(Given exercise): Copy out the entire listing below, requests included, and offset every coordinate in the answers by -7.

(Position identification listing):
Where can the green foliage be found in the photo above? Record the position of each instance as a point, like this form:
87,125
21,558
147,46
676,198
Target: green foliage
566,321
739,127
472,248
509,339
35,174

(The completed task):
Where can the green foliage be found in the photo above? Record the position of each instance as a point, like this form:
87,125
21,558
147,46
676,198
Target: green foliage
559,314
732,120
465,241
502,332
28,167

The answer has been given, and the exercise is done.